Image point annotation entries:
[start]
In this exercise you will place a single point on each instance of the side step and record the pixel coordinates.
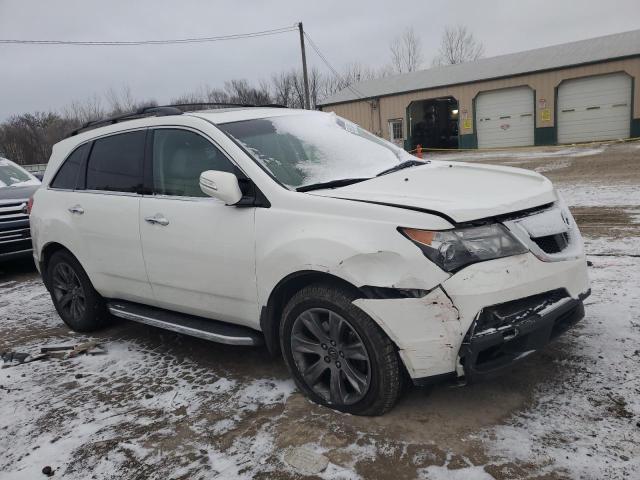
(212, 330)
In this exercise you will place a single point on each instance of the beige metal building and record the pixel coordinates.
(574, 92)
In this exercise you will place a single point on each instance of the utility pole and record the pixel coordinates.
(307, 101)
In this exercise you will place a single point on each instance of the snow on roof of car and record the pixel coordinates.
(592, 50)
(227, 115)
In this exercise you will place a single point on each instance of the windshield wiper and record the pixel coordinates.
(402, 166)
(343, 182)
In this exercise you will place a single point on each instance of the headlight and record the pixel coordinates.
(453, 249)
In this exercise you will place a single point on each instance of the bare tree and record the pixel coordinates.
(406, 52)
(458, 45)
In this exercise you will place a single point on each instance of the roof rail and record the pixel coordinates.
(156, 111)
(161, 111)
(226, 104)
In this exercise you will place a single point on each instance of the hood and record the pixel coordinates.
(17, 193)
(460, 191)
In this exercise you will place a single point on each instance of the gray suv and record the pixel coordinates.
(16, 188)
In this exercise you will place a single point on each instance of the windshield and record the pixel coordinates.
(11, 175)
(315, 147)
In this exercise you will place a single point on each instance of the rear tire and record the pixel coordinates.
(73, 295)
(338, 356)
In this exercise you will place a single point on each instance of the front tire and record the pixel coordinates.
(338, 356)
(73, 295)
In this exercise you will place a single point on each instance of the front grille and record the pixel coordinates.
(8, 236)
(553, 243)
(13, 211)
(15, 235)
[end]
[start]
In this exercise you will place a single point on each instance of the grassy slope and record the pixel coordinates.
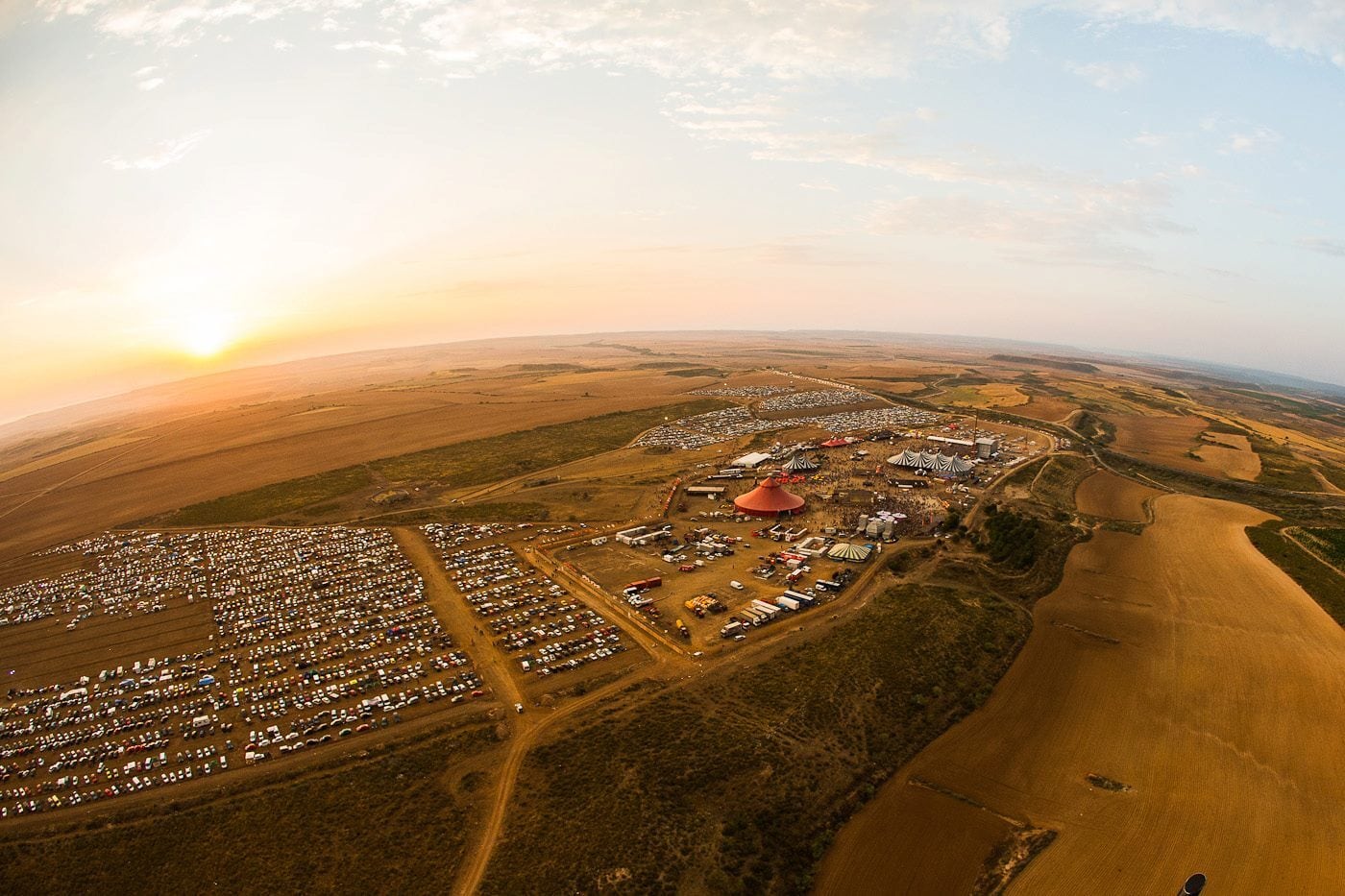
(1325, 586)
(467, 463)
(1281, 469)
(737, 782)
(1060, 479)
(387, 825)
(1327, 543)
[end]
> **Work required**
List each line of the listing above that contains the string "tire". Letter case must match.

> **Result of this exercise**
In this exercise you will place a single point on each instance of the rear tire and record the pixel coordinates.
In this exercise you will place a single point on each instance of the front tire and record the pixel coordinates.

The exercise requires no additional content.